BEGIN Data entries

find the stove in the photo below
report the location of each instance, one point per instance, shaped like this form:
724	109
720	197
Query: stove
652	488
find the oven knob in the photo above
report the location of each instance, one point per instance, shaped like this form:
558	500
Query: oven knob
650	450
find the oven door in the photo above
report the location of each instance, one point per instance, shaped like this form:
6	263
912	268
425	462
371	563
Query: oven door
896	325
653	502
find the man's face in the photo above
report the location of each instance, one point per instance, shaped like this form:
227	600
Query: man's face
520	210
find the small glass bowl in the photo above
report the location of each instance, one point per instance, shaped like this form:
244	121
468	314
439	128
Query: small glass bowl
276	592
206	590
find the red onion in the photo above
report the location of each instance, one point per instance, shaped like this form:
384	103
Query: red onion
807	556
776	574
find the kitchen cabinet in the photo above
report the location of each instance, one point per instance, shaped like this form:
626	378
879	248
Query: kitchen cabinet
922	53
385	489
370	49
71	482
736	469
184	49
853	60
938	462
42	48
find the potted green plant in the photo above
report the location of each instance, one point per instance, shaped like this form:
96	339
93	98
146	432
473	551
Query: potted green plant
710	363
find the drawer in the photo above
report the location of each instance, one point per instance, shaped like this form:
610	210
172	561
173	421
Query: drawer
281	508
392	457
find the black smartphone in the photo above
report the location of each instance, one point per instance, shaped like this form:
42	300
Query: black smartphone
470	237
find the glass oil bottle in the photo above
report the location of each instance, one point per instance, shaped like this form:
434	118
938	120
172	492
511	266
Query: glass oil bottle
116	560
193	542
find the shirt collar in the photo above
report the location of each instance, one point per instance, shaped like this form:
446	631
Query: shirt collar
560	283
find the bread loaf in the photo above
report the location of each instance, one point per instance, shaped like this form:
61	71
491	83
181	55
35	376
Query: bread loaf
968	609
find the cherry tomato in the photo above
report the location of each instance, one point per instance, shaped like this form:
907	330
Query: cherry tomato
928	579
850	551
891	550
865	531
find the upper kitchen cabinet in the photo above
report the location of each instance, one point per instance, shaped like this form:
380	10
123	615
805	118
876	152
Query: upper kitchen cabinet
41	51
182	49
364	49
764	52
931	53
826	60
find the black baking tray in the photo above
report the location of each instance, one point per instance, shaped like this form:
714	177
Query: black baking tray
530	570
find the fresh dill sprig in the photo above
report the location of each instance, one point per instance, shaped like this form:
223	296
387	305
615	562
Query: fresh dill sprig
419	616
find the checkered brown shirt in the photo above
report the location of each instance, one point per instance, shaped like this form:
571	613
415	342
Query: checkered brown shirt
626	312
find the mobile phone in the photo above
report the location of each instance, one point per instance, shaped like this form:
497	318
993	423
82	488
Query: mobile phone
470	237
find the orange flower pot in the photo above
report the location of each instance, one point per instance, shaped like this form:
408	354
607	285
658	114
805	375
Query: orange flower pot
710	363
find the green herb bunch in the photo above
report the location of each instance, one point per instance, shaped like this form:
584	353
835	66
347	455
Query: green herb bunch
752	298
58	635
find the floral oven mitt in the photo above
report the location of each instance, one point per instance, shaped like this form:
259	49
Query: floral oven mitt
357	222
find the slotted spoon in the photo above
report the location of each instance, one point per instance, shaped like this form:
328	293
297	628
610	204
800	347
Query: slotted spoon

END Data entries

### Goal:
Format all of the data above as a JSON list of strings, with one string for each line and blank lines left out.

### In response:
[
  "find the stove in the photo below",
  "report the location of each instance, one point per instance, shaped like this form:",
  "724\t109",
  "720\t197",
  "Query: stove",
  "652\t488",
  "find the oven knob in the photo above",
  "report the location of each instance, one point per instance, shaped like this form:",
  "558\t500",
  "Query: oven knob",
  "650\t450",
  "find the oven door in the photo above",
  "report the location of each instance, one point per instance, shaped like this form:",
  "6\t263",
  "912\t268",
  "425\t462",
  "371\t563",
  "Query: oven door",
  "896\t325",
  "653\t502",
  "find the man's face in the photo above",
  "report the location of each instance, one point per instance, shaped like this form:",
  "227\t600",
  "Query: man's face",
  "520\t210",
  "find the small glass bowl in the photo above",
  "report the location of each instance, one point per instance, shaped like this form:",
  "244\t121",
  "468\t314",
  "439\t128",
  "Query: small glass bowl",
  "276\t592",
  "206\t590",
  "find the red onion in the photo above",
  "report the location of each instance, one point per instance, shaped like this form:",
  "384\t103",
  "Query: red onion",
  "807\t556",
  "776\t574",
  "find the kitchen cabinet in the photo above",
  "report the location of each instance, one point per instance, shaped like this form:",
  "626\t378",
  "879\t248",
  "Query: kitchen cabinet",
  "922\t53",
  "385\t489",
  "370\t49",
  "71\t482",
  "736\t469",
  "184\t49",
  "853\t60",
  "938\t462",
  "42\t48",
  "find the potted green plant in the photo above",
  "report the location of each instance, one point per instance, shaped like this form:",
  "96\t339",
  "93\t98",
  "146\t432",
  "473\t551",
  "Query: potted green plant",
  "710\t363",
  "find the drawer in the photo above",
  "report the location of each instance, one point per instance, shaped like this form:",
  "610\t210",
  "172\t561",
  "173\t421",
  "Query: drawer",
  "281\t508",
  "392\t457",
  "find the black smartphone in the photo above",
  "report the location of each instance, one point per instance, shaped like this form:",
  "42\t300",
  "Query: black smartphone",
  "470\t237",
  "find the glass oil bottle in the photo above",
  "report the location of each instance, one point per instance, shaped like this form:",
  "434\t118",
  "938\t120",
  "172\t492",
  "511\t266",
  "Query: glass oil bottle",
  "116\t560",
  "193\t542",
  "find the shirt collar in the photo above",
  "report the location of each instance, one point per instance, shaped like this form:",
  "446\t631",
  "Query: shirt collar",
  "560\t283",
  "find the bread loaf in the photo above",
  "report the location of each instance, one point per instance, shaped like this form:",
  "61\t71",
  "491\t83",
  "181\t55",
  "35\t376",
  "Query: bread loaf",
  "968\t609",
  "find the cherry tomato in the photo above",
  "report the location of each instance, one point per instance, shaped like this form:",
  "907\t330",
  "Query: cherry tomato",
  "928\t579",
  "850\t551",
  "891\t550",
  "865\t531",
  "find the upper kitchen cabinet in the photo above",
  "report the location of each instance, one point per instance, shaped like this form:",
  "380\t10",
  "123\t615",
  "805\t118",
  "876\t152",
  "Query: upper kitchen cabinet",
  "41\t51",
  "182\t49",
  "364\t49",
  "764\t52",
  "931\t53",
  "826\t60",
  "find the black baking tray in the photo above",
  "report the location of each instance, one point per instance, shaped like this form:",
  "714\t177",
  "Query: black baking tray",
  "530\t570",
  "find the fresh dill sprig in the photo above",
  "report the location of each instance, one point per instance, shaped like this form:",
  "223\t296",
  "387\t305",
  "615\t562",
  "Query: fresh dill sprig",
  "419\t616",
  "find the checkered brown shirt in the photo above",
  "report the location of each instance, one point per instance, shaped like this form:",
  "571\t613",
  "415\t342",
  "Query: checkered brown shirt",
  "626\t312",
  "find the mobile phone in the photo above",
  "report the location of each instance, one point per instance, shaped like this form:",
  "497\t318",
  "993\t423",
  "82\t488",
  "Query: mobile phone",
  "470\t237",
  "find the orange flower pot in the photo above",
  "report the location of each instance, one point per instance, shaped like this form:",
  "408\t354",
  "607\t285",
  "658\t114",
  "805\t375",
  "Query: orange flower pot",
  "710\t363",
  "find the green herb bunch in the photo above",
  "report the location of each instance, one point per instance, shaped like this form:",
  "584\t353",
  "835\t66",
  "347\t455",
  "Query: green herb bunch",
  "752\t298",
  "58\t635",
  "find the floral oven mitt in the photo above",
  "report the location of each instance, one point per instance, shaped like this form:",
  "259\t49",
  "Query: floral oven mitt",
  "357\t222",
  "find the slotted spoon in the photo above",
  "report the location of each instance, one point per instance, shaped like this form:",
  "328\t293",
  "297\t628",
  "610\t204",
  "800\t347",
  "Query: slotted spoon"
]